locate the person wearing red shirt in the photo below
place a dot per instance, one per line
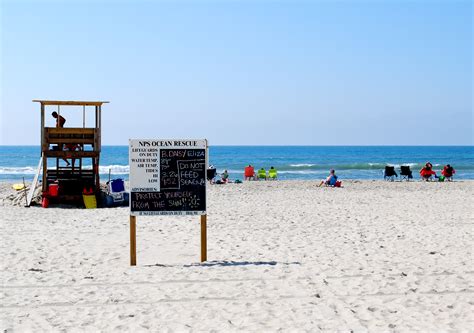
(427, 172)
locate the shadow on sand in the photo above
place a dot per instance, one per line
(229, 264)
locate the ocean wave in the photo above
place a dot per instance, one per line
(302, 165)
(17, 170)
(115, 169)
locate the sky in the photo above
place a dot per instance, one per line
(243, 72)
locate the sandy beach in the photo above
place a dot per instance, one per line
(285, 255)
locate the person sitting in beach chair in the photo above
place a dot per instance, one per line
(405, 172)
(249, 173)
(448, 172)
(272, 173)
(427, 172)
(211, 174)
(225, 177)
(390, 173)
(331, 180)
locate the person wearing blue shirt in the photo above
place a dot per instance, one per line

# # # # #

None of the pictures belong in the copy; transcribe the rest of the data exactly.

locate the person wearing red shirt in the photo below
place a dot per instance, one per line
(427, 172)
locate the shadow on sand in the photo above
place a dot per instance, one per line
(229, 264)
locate the ocean wave in the photo above
place a dot per instance, one per line
(302, 165)
(17, 170)
(115, 169)
locate the sky in the photo above
place a dot per instance, one per line
(243, 72)
locate the sandy beach in the photo above
place a dot per instance, one per line
(285, 255)
locate the person sitting in beach chair in the photo above
place a dot per instance, one per line
(405, 172)
(249, 173)
(448, 172)
(272, 173)
(427, 172)
(211, 174)
(225, 177)
(390, 173)
(331, 180)
locate the person wearing blue shirt in the photo above
place a dot per instance, one per line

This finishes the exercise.